Records from a data source
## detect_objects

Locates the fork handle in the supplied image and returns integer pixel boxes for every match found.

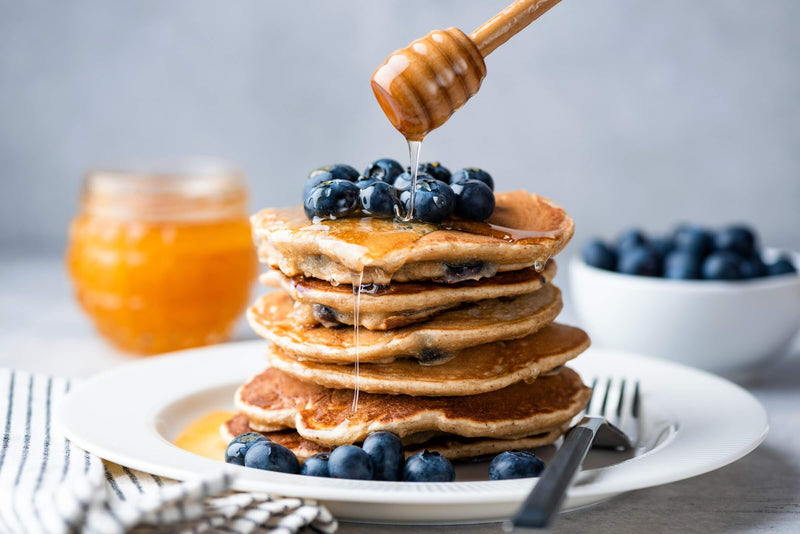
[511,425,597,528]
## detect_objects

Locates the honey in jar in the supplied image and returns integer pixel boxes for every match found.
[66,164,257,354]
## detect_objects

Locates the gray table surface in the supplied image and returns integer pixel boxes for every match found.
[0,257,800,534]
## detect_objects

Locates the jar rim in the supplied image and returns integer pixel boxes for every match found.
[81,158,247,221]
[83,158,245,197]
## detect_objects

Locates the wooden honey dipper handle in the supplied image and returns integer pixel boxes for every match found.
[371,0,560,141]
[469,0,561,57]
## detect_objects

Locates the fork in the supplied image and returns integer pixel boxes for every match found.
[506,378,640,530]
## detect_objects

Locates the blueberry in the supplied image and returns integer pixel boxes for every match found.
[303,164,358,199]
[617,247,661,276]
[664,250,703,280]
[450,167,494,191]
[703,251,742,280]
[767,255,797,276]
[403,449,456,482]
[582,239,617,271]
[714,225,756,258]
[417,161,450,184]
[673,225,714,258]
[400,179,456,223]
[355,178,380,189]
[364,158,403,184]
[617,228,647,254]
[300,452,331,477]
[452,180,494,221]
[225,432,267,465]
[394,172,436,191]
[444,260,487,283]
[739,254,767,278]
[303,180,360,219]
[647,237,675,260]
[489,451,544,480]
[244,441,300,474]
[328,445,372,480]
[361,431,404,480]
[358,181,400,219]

__What the exercise asks__. Convert the stretch from the start of the records through the line containing "[469,0,561,57]" into a numbered list, skipping blank lines. Leave the pictures out of your answer.

__Response for this exercise__.
1. ## detect_objects
2. Locates the fork handle in the supplied image and returns integer pixel boxes for every match found.
3. [511,425,597,528]
4. ## detect_objects
5. Locates the honey in jar in the supplied image and returns integer pixel boxes for every match found.
6. [66,164,257,354]
7. ## detect_objects
8. Locates the gray table surface in the supplied image and returns integer pixel boxes for every match found.
9. [0,257,800,534]
10. ## detect_objects
11. Locates the jar rim in the supplied image and returns integer pixel boxes for every match found.
12. [81,158,247,221]
13. [83,158,245,197]
14. ## detect_objects
15. Locates the wooden honey dipper handle in the supplied image and returns integer pixel boxes for every match found.
16. [371,0,560,141]
17. [469,0,561,57]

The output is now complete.